■ PAGE EXTRACT ■
## Begin
Amazon & other start-ups

Amazon is, of course, the leader of the pack. In just four years, India is on its way to becoming the 3rd largest Subscribe & Save country globally for Amazon, says Saurabh Srivastava, Director – Category Management, Amazon India. “A seasoned subscriber today buys over 10 products every month through Subscribe & Save,” he says.

Significantly, the adoption of subscription services is also by customers from Tier-2 & -3 cities with Jaipur, Bhopal, Patna & Vijayawada being some of the top cities on the programme, says Srivastava.

Daily needs start-up Milk Basket, vet care services company Wiggles, puja flowers delivery start-up Rose Bazaar all have subscribing clientele and are gung-ho about the model.

Discounts, rewards

“Subscription models are essentially locking in shoppers,” notes retail expert V Rajesh. For customers, on the other hand, the advantages are almost akin to buying in bulk, without doing so on frequently-used products. On some e-commerce sites, if you subscribe to more than three products you get up to 10 per cent discount – otherwise it is five per cent. Also you have an assured supply right at your doorstep.
## End
■ SUPPLIED RECORDS ■
## Begin
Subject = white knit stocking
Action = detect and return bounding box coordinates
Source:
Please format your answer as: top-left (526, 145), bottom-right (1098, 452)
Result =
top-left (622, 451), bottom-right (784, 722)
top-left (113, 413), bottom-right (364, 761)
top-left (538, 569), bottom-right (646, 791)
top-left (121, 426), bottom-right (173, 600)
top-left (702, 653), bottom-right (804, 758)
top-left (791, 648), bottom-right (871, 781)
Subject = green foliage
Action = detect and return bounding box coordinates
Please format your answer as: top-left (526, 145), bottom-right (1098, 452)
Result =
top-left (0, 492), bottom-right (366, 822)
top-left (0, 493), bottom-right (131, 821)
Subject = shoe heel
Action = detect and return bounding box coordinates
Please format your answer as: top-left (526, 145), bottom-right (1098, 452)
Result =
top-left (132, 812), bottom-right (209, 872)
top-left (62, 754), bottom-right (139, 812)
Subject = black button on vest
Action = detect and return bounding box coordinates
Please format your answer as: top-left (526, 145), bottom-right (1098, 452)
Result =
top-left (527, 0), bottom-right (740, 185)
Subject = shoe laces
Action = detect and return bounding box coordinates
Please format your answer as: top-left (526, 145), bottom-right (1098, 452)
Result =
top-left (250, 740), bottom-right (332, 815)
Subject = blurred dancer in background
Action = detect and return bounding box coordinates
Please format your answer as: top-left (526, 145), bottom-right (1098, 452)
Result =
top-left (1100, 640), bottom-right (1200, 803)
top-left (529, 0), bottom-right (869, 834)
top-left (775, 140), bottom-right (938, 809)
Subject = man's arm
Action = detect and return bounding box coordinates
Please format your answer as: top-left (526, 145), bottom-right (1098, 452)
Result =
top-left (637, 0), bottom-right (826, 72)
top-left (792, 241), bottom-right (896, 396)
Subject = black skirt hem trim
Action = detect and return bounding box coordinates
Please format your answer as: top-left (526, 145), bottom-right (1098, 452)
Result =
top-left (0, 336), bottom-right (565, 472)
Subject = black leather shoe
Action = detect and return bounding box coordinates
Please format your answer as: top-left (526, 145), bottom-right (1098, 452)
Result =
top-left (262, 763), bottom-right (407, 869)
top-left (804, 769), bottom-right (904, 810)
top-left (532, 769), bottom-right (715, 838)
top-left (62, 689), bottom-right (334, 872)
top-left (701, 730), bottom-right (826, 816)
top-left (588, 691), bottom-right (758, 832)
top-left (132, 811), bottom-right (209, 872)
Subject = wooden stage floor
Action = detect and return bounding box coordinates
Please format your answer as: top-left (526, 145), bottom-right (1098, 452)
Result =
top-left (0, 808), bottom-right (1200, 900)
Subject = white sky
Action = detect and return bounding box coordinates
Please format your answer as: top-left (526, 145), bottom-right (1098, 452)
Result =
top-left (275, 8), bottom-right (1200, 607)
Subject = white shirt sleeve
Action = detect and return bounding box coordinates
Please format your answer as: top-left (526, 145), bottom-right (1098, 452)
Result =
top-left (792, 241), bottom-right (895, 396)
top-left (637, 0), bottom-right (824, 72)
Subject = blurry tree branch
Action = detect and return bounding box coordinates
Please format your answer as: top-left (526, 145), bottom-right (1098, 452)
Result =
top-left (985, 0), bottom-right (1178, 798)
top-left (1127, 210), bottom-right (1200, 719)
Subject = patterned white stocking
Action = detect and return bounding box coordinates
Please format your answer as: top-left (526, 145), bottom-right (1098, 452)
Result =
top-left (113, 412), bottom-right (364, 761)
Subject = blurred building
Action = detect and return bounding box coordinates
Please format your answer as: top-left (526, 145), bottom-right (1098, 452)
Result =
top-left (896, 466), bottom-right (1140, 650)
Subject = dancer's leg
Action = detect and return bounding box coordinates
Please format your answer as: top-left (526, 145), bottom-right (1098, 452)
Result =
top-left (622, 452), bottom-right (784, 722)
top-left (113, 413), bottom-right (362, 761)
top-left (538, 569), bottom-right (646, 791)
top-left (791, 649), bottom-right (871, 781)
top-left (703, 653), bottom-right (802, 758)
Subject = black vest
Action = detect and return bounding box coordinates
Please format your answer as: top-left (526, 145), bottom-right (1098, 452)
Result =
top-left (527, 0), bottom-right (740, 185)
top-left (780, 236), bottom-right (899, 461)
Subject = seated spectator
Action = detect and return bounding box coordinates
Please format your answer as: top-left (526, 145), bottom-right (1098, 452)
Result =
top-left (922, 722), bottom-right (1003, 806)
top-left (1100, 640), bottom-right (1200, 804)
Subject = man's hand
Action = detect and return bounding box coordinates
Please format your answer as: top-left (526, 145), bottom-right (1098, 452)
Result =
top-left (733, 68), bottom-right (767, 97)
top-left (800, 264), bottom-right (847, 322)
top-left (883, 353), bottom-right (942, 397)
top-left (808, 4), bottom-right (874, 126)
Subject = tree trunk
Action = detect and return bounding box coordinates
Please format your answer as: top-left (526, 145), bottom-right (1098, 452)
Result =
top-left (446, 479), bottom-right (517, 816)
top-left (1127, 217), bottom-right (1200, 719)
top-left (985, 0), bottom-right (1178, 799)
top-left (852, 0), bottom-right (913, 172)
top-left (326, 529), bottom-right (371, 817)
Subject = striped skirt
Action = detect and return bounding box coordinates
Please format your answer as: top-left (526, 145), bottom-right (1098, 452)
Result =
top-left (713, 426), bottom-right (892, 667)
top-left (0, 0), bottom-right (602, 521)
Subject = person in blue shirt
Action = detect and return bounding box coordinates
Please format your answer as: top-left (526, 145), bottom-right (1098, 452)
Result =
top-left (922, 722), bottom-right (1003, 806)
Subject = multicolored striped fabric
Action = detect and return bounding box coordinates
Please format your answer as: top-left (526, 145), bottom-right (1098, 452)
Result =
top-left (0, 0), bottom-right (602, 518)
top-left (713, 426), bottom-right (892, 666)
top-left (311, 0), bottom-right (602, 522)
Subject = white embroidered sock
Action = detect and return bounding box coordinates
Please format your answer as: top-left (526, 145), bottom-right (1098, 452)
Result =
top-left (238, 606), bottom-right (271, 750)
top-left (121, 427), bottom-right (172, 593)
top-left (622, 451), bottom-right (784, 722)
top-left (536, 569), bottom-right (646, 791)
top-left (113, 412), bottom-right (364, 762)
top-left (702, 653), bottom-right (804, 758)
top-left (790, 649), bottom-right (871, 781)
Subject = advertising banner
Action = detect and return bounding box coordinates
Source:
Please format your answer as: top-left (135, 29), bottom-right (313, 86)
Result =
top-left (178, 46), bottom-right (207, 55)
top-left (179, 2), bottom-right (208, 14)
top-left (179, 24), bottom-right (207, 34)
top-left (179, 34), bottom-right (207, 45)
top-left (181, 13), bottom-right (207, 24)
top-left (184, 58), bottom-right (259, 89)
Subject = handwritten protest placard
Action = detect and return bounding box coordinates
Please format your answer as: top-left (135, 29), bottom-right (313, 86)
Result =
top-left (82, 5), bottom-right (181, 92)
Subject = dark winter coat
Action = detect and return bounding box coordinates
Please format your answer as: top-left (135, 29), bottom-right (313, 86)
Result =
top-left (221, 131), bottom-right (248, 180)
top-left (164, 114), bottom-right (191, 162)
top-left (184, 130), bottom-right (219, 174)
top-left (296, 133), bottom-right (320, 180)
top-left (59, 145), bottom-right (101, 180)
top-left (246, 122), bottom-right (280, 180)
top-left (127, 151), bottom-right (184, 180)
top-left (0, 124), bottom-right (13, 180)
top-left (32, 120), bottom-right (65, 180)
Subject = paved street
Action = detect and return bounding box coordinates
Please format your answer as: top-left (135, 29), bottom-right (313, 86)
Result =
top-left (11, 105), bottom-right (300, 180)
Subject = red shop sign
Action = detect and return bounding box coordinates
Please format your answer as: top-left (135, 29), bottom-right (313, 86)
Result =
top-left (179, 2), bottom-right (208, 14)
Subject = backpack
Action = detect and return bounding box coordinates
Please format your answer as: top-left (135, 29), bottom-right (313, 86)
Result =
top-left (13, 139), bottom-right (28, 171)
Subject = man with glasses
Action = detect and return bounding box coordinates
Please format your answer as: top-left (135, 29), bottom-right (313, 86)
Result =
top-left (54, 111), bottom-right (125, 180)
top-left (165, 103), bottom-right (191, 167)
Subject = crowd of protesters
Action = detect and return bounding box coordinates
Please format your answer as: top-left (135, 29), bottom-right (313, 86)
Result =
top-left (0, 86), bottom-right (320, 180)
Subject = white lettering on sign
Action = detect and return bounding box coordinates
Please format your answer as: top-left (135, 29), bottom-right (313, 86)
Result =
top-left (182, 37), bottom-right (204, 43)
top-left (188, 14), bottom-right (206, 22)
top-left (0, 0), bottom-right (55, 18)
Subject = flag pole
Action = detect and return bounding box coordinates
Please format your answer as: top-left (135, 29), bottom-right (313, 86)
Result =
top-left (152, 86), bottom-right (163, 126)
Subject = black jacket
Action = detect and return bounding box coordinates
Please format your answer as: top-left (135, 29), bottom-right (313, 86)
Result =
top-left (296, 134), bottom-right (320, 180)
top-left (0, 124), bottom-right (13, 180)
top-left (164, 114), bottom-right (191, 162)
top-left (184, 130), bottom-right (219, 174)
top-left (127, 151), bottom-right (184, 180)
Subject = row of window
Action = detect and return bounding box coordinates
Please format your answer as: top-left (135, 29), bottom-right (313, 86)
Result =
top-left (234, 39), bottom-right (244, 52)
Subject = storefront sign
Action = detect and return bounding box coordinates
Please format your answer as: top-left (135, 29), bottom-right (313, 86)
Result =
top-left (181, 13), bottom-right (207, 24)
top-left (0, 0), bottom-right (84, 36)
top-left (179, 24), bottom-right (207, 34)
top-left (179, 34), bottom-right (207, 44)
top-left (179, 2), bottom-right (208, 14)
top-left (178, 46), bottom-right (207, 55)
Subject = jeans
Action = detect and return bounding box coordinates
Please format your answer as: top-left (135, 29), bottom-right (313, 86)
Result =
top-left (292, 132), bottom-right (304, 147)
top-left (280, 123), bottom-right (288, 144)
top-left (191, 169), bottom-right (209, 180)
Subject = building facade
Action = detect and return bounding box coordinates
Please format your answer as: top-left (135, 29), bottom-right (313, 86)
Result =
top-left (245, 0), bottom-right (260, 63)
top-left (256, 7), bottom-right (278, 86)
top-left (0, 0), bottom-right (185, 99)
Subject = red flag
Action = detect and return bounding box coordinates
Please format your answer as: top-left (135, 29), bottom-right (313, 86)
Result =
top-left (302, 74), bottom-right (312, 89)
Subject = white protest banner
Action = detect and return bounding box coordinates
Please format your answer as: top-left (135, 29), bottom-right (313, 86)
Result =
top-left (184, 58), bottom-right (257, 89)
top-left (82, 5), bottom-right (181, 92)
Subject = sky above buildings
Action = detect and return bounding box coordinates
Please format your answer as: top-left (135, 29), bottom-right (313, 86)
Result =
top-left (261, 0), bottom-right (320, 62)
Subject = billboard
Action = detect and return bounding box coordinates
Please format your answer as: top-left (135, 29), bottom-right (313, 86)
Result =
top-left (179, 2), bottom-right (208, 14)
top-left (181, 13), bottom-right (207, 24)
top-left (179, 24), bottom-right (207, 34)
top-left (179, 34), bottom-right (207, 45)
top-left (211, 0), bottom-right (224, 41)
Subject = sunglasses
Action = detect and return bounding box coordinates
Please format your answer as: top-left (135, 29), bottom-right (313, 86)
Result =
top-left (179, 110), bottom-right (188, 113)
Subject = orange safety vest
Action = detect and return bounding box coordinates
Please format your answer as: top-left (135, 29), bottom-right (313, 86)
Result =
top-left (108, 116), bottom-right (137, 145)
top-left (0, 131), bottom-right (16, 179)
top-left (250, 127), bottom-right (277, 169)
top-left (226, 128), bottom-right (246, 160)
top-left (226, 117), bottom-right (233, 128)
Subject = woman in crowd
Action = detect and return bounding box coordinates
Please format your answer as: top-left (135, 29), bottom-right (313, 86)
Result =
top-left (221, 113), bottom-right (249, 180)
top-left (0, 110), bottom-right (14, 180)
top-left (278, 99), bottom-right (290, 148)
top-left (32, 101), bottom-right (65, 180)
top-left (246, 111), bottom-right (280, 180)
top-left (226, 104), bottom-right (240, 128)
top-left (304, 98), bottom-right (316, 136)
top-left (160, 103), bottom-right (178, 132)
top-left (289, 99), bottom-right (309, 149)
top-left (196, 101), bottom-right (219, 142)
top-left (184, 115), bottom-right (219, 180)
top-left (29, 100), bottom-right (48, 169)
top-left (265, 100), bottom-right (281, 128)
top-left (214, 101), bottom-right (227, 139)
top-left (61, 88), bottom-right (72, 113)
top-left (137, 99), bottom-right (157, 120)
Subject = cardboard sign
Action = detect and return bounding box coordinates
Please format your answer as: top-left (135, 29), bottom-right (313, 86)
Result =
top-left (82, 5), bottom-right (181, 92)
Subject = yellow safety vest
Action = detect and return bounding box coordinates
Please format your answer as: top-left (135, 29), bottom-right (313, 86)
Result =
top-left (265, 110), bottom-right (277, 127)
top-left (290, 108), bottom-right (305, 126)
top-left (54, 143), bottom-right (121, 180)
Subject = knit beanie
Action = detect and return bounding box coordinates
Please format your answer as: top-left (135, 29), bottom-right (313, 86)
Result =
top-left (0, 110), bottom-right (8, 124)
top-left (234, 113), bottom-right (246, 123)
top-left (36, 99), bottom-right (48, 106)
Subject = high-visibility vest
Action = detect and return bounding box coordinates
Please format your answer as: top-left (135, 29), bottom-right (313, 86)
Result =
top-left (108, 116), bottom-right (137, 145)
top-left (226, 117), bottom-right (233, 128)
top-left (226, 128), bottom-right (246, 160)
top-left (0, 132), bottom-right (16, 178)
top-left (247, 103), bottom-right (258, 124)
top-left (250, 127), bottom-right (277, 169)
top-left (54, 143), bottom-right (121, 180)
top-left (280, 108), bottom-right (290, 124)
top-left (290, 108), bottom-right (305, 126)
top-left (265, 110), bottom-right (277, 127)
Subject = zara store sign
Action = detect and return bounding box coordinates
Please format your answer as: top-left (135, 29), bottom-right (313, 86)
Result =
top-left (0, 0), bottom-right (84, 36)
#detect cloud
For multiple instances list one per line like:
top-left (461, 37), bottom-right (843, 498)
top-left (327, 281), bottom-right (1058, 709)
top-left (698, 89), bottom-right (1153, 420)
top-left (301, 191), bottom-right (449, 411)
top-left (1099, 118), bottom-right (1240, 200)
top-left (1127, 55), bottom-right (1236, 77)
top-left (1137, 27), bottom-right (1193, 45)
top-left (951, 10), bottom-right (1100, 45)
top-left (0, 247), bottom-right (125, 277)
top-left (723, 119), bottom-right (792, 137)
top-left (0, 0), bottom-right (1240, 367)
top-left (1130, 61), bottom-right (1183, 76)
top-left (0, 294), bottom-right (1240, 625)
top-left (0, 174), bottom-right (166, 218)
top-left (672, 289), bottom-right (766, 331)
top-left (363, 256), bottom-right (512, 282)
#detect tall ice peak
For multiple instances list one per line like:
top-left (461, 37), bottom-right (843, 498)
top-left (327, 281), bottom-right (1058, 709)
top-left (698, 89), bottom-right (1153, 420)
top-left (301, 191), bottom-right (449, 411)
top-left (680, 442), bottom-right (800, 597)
## End
■ REQUIRED TASK ■
Decide whether each statement agrees with the subscription shopping article above, and answer yes or no with the words of the article that settle it. 1. A seasoned Amazon subscriber buys more than 10 products a month through Subscribe & Save. 2. Subscription shopping has been taken up only by customers in the biggest cities. 3. On some e-commerce sites, subscribing to more than three products earns a discount of up to 15 per cent.

■ SOLUTION FOR THIS TASK ■
1. Yes: "A seasoned subscriber today buys over 10 products every month through Subscribe & Save"
2. No: "the adoption of subscription services is also by customers from Tier-2 & -3 cities"
3. No: "if you subscribe to more than three products you get up to 10 per cent discount"